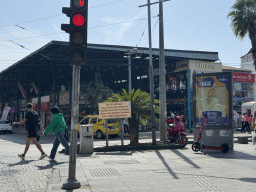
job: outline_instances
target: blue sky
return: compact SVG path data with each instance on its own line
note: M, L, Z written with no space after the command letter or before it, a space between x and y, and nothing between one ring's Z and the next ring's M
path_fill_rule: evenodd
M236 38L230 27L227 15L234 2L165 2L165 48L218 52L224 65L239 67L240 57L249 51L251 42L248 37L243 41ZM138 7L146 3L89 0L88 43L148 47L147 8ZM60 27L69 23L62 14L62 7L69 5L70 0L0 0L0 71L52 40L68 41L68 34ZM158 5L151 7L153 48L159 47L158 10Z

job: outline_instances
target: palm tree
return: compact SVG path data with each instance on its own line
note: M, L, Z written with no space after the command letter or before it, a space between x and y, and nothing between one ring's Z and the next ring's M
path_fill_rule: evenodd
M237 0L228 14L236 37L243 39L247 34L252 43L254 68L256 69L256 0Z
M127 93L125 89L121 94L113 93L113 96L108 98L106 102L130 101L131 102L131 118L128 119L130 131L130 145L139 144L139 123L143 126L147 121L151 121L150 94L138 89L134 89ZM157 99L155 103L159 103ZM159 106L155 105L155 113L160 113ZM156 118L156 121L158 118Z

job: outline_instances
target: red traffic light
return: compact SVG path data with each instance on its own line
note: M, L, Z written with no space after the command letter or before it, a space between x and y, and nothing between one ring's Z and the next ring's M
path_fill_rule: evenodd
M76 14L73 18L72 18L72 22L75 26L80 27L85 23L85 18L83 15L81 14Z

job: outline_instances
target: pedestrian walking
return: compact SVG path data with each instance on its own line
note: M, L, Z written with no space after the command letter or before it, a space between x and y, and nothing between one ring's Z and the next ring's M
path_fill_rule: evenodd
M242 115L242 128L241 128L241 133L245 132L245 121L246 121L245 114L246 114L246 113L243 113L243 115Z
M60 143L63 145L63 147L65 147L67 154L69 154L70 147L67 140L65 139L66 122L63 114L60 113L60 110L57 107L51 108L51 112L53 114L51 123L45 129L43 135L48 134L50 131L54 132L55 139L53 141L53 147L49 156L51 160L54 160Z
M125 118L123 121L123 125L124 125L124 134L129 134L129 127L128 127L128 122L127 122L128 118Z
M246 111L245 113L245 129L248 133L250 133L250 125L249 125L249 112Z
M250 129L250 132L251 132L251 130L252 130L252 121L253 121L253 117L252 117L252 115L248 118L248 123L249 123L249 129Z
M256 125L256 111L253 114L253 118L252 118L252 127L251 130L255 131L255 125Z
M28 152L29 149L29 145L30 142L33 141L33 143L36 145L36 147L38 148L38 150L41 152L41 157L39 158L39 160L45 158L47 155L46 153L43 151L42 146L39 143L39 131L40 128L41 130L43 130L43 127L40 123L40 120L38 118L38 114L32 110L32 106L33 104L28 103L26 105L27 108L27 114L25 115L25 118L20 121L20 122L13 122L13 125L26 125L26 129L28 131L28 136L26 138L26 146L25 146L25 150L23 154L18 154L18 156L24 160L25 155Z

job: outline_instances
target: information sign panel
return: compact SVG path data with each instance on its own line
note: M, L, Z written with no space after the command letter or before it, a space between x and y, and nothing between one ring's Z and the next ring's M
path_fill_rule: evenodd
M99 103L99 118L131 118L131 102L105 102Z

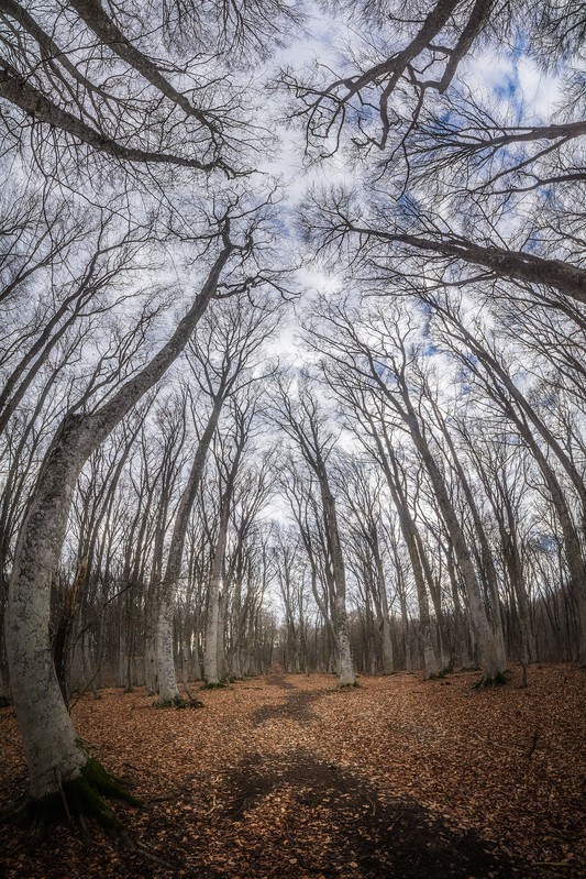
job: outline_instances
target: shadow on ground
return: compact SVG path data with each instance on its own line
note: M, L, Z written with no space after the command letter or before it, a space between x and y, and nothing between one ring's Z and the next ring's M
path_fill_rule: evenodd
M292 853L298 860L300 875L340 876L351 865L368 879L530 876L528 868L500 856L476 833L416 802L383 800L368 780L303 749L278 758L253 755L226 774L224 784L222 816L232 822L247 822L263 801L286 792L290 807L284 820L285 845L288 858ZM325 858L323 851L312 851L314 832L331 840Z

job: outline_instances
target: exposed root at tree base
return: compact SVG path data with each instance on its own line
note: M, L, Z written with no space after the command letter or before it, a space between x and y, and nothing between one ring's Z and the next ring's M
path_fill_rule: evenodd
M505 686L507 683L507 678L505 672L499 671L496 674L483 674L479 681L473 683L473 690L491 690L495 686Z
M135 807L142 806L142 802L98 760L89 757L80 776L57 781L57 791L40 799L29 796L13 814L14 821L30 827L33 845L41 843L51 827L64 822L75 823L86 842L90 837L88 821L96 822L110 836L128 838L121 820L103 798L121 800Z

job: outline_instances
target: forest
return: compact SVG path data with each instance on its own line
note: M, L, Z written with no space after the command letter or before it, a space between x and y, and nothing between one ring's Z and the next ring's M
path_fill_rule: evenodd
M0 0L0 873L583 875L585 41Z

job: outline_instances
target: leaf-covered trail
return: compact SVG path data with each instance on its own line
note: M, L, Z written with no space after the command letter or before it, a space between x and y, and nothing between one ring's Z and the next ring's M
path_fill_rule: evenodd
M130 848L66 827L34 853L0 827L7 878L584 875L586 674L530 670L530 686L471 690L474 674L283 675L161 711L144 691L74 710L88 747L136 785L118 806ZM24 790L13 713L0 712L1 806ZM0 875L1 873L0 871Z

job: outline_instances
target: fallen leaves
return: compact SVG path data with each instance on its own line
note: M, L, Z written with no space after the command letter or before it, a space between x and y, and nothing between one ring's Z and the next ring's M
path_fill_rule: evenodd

◆ **Your goal**: Write out all of the data above without any changes, but leave out the pictures.

◆ **The result**:
job: outline_instances
target: blue sky
return: compact SVG path data with each instance on its own line
note: M, L, Z written with no space after the command letter or before it, a space between x and y, and nothing between one ring's Z and the next ring's M
path_fill_rule: evenodd
M236 38L230 27L227 15L234 2L165 2L165 48L218 52L224 65L239 67L240 57L249 51L251 42L248 37L243 41ZM138 7L146 3L89 0L88 43L148 47L147 8ZM60 27L69 23L62 14L62 7L69 5L70 0L0 0L0 71L52 40L68 41L68 34ZM158 5L151 7L153 48L159 47L158 10Z

job: outline_instances
target: palm tree
return: compact SVG path data with each instance on its own line
note: M, L, Z written with no space after the command letter or before it, a space between x and y, and nothing between one ring's Z and the next ring's M
path_fill_rule: evenodd
M237 0L228 14L236 37L243 39L247 34L252 43L254 68L256 69L256 0Z
M127 93L125 89L121 94L113 93L113 96L108 98L106 102L130 101L131 102L131 118L128 119L130 131L130 145L139 144L139 123L143 126L147 121L151 121L150 94L138 89L134 89ZM157 99L155 103L159 103ZM159 106L155 105L155 113L160 113ZM156 118L156 121L158 118Z

job: outline_instances
target: red traffic light
return: compact SVG path data with each instance on its own line
note: M, L, Z written with no space after the command letter or before it, a space between x and y, and nothing between one ring's Z and the next ring's M
path_fill_rule: evenodd
M76 14L73 18L72 18L72 22L75 26L80 27L85 23L85 18L83 15L81 14Z

job: outline_instances
target: pedestrian walking
return: compact SVG path data with each instance on its own line
note: M, L, Z written with no space after the command letter or before it, a space between x and y, and nothing between one ring's Z and the next ring's M
path_fill_rule: evenodd
M242 115L242 128L241 128L241 133L245 132L245 121L246 121L245 114L246 114L246 113L243 113L243 115Z
M60 143L63 145L63 147L65 147L67 154L69 154L70 147L67 140L65 139L66 122L63 114L60 113L60 110L57 107L51 108L51 112L53 114L51 123L45 129L43 135L48 134L50 131L54 132L55 139L53 141L53 147L49 156L51 160L54 160Z
M125 118L123 121L123 125L124 125L124 134L129 134L129 127L128 127L128 122L127 122L128 118Z
M246 111L245 113L245 129L248 133L250 133L250 125L249 125L249 112Z
M250 129L250 132L251 132L251 130L252 130L252 121L253 121L253 117L252 117L252 115L248 118L248 123L249 123L249 129Z
M256 125L256 111L253 114L253 118L252 118L252 127L251 130L255 131L255 125Z
M28 152L29 149L29 145L30 142L33 141L33 143L36 145L36 147L38 148L38 150L41 152L41 157L39 158L39 160L45 158L47 155L46 153L43 151L42 146L39 143L39 131L40 128L41 130L43 130L43 127L40 123L40 120L38 118L38 114L32 110L32 106L33 104L28 103L26 105L27 108L27 114L25 115L25 118L20 121L20 122L13 122L13 125L26 125L26 129L28 131L28 136L26 138L26 146L25 146L25 150L23 154L18 154L18 156L24 160L25 155Z

job: outline_instances
target: information sign panel
return: compact SVG path data with each instance on its own line
note: M, L, Z written with no space after the command letter or before it, a space between x and y, and nothing between one ring's Z and the next ring's M
path_fill_rule: evenodd
M99 103L99 118L131 118L131 102L105 102Z

job: outline_instances
target: shadow on ground
return: compact SVG path data with each instance on its own line
note: M, L, Z written with no space after the command letter or before it, a space between x and y, and nothing between one ring's Z and the next ring's M
path_fill_rule: evenodd
M292 853L298 860L300 875L340 876L351 865L368 879L530 876L528 868L500 856L476 833L416 802L383 800L368 780L303 749L278 758L253 755L226 774L224 784L222 816L232 822L247 822L263 801L286 792L290 807L284 820L285 845L288 858ZM325 858L323 851L312 851L314 832L331 840Z

job: outline_instances
target: exposed root at tree base
return: compact SVG path data with each instance on its own line
note: M, L, Z written with no space after the command letter or before it, a space between x and y, and nothing between one ring's Z and the next ring's M
path_fill_rule: evenodd
M505 686L507 683L507 678L505 672L499 671L496 674L483 674L479 681L473 683L473 690L491 690L495 686Z
M135 807L142 806L142 802L98 760L89 757L80 776L57 781L57 791L40 799L29 796L13 814L14 821L30 827L33 845L41 843L51 827L64 822L75 823L86 842L90 837L88 821L96 822L110 836L128 838L121 820L103 798L121 800Z

job: outline_instances
target: forest
return: compact SVG path data with each instance on its own line
note: M, L, Z written with no space after the command letter or before it, a space between x and y, and nothing between one ring's Z and the next ring's M
path_fill_rule: evenodd
M0 0L0 873L583 875L585 41Z

job: outline_instances
target: leaf-covered trail
return: compact SVG path data with each instance on its own line
note: M, L, Z written with no space after the command letter or before it, a space between x and y, and nothing between one ring's Z and the next ring's M
path_fill_rule: evenodd
M130 848L66 827L34 853L0 827L7 878L584 875L586 674L530 670L530 686L471 690L474 674L283 675L161 711L144 691L74 710L88 747L136 785L118 806ZM24 790L13 713L0 712L1 806ZM0 875L1 873L0 871Z

job: outline_instances
target: fallen leaves
return: compact SVG path data with each instance on its own line
note: M, L, Z written with no space after the command letter or before it, a space between x and y, and nothing between one ring's Z and the next ring's M
path_fill_rule: evenodd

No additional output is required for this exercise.